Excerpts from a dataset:

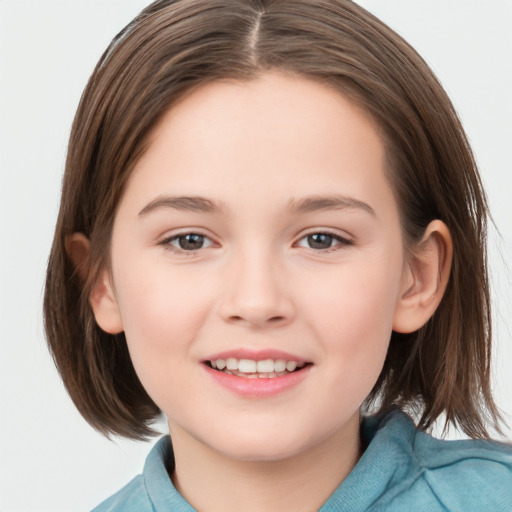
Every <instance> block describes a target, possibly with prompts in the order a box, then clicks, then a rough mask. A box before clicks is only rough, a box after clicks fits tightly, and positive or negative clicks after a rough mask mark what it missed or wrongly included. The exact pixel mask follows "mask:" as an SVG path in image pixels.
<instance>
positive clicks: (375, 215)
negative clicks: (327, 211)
mask: <svg viewBox="0 0 512 512" xmlns="http://www.w3.org/2000/svg"><path fill="white" fill-rule="evenodd" d="M289 208H290V211H291V212H292V213H309V212H316V211H322V210H343V209H346V208H349V209H353V208H356V209H361V210H364V211H366V212H368V213H369V214H371V215H373V216H374V217H375V216H376V213H375V210H374V209H373V208H372V207H371V206H370V205H369V204H368V203H365V202H364V201H360V200H359V199H355V198H353V197H349V196H339V195H329V196H309V197H305V198H303V199H299V200H297V199H291V200H290V202H289Z"/></svg>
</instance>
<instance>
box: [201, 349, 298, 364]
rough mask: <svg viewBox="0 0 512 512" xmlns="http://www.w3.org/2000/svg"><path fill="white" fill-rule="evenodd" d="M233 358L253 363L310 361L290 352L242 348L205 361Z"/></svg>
mask: <svg viewBox="0 0 512 512" xmlns="http://www.w3.org/2000/svg"><path fill="white" fill-rule="evenodd" d="M230 357H233V358H235V359H238V360H240V359H250V360H252V361H264V360H266V359H273V360H274V361H275V360H277V359H284V360H285V361H297V363H307V362H308V361H307V360H306V359H304V358H303V357H300V356H297V355H294V354H290V353H289V352H284V351H282V350H276V349H273V348H269V349H258V350H256V349H249V348H240V349H232V350H226V351H223V352H217V353H215V354H212V355H210V356H208V357H206V358H205V359H204V360H205V361H216V360H217V359H229V358H230Z"/></svg>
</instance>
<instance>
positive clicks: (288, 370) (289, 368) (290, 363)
mask: <svg viewBox="0 0 512 512" xmlns="http://www.w3.org/2000/svg"><path fill="white" fill-rule="evenodd" d="M295 368H297V361H287V363H286V369H287V370H288V371H289V372H293V370H295Z"/></svg>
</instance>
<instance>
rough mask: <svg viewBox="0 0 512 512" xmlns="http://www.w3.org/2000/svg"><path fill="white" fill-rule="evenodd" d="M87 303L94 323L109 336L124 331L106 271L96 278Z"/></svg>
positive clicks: (108, 276) (120, 314)
mask: <svg viewBox="0 0 512 512" xmlns="http://www.w3.org/2000/svg"><path fill="white" fill-rule="evenodd" d="M89 303H90V304H91V307H92V309H93V311H94V317H95V318H96V323H97V324H98V325H99V326H100V328H101V329H102V330H104V331H105V332H108V333H109V334H119V333H120V332H122V331H123V330H124V329H123V321H122V318H121V313H120V311H119V307H118V305H117V301H116V297H115V294H114V289H113V286H112V279H111V277H110V273H109V272H108V270H107V269H103V270H102V271H101V272H100V273H99V275H98V277H97V278H96V281H95V282H94V284H93V286H92V289H91V293H90V295H89Z"/></svg>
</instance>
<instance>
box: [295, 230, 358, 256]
mask: <svg viewBox="0 0 512 512" xmlns="http://www.w3.org/2000/svg"><path fill="white" fill-rule="evenodd" d="M352 243H353V242H352V241H351V240H349V239H347V238H343V237H342V236H339V235H335V234H334V233H326V232H321V231H319V232H317V233H310V234H309V235H306V236H305V237H303V238H301V239H300V240H299V242H298V244H297V245H298V246H299V247H306V248H308V249H314V250H316V251H328V250H329V249H335V248H340V249H341V248H343V247H346V246H348V245H352Z"/></svg>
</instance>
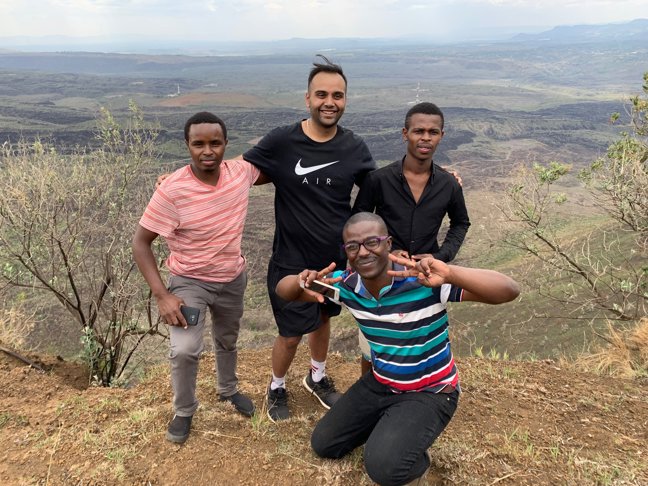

PROBLEM TO WORK ON: Each record must be repeated verbatim, and no picture may appear in the copy.

ANSWER SPACE:
Every <instance> block describes a target, possibly with prompts in the order a box, then clicks, then a rough mask. A box before clicks is only rough, a box after clicks fits tightly, and positive or negative clicks after a rough mask mark what it missed or wrongly included. The exact pixel mask follows "mask:" as an SVG path in image pixels.
<instance>
positive clicks: (375, 215)
negative clicks: (327, 211)
mask: <svg viewBox="0 0 512 512" xmlns="http://www.w3.org/2000/svg"><path fill="white" fill-rule="evenodd" d="M289 208H290V211H291V212H292V213H309V212H316V211H322V210H343V209H346V208H349V209H353V208H356V209H361V210H364V211H366V212H368V213H369V214H371V215H373V216H374V217H375V216H376V213H375V210H374V209H373V208H372V207H371V206H370V205H369V204H368V203H365V202H364V201H360V200H359V199H355V198H353V197H349V196H339V195H329V196H309V197H305V198H303V199H299V200H297V199H291V200H290V202H289Z"/></svg>
</instance>
<instance>
box: [201, 349, 298, 364]
rough mask: <svg viewBox="0 0 512 512" xmlns="http://www.w3.org/2000/svg"><path fill="white" fill-rule="evenodd" d="M233 358L253 363L310 361L290 352L242 348L205 361Z"/></svg>
mask: <svg viewBox="0 0 512 512" xmlns="http://www.w3.org/2000/svg"><path fill="white" fill-rule="evenodd" d="M230 357H233V358H235V359H238V360H240V359H250V360H252V361H264V360H266V359H273V360H274V361H275V360H277V359H284V360H285V361H297V363H307V362H308V361H307V360H306V359H304V358H303V357H300V356H297V355H294V354H290V353H289V352H284V351H282V350H276V349H273V348H269V349H258V350H256V349H249V348H240V349H232V350H226V351H223V352H217V353H215V354H212V355H210V356H208V357H206V358H205V359H204V360H205V361H216V360H217V359H229V358H230Z"/></svg>
</instance>
<instance>
positive clicks: (288, 370) (289, 368) (290, 363)
mask: <svg viewBox="0 0 512 512" xmlns="http://www.w3.org/2000/svg"><path fill="white" fill-rule="evenodd" d="M295 368H297V361H287V363H286V369H287V370H288V371H289V372H293V370H295Z"/></svg>
</instance>
<instance>
rough mask: <svg viewBox="0 0 512 512" xmlns="http://www.w3.org/2000/svg"><path fill="white" fill-rule="evenodd" d="M87 303L94 323L109 336L124 331L106 271L96 278Z"/></svg>
positive clicks: (108, 276) (120, 314)
mask: <svg viewBox="0 0 512 512" xmlns="http://www.w3.org/2000/svg"><path fill="white" fill-rule="evenodd" d="M89 303H90V304H91V307H92V309H93V311H94V317H95V318H96V323H97V324H98V325H99V326H100V328H101V329H102V330H104V331H105V332H108V333H109V334H119V333H120V332H122V331H123V330H124V329H123V321H122V318H121V313H120V311H119V307H118V305H117V301H116V297H115V294H114V289H113V286H112V279H111V277H110V273H109V272H108V270H107V269H103V270H102V271H101V272H100V273H99V275H98V277H97V278H96V281H95V282H94V284H93V286H92V289H91V293H90V295H89Z"/></svg>
</instance>
<instance>
box: [295, 230, 358, 256]
mask: <svg viewBox="0 0 512 512" xmlns="http://www.w3.org/2000/svg"><path fill="white" fill-rule="evenodd" d="M352 243H353V242H352V241H351V240H349V239H347V238H343V237H342V236H339V235H335V234H334V233H326V232H321V231H319V232H317V233H310V234H309V235H306V236H305V237H303V238H301V239H300V240H299V242H298V244H297V245H298V246H299V247H306V248H308V249H314V250H316V251H328V250H329V249H335V248H340V249H341V248H343V247H346V246H348V245H352Z"/></svg>
</instance>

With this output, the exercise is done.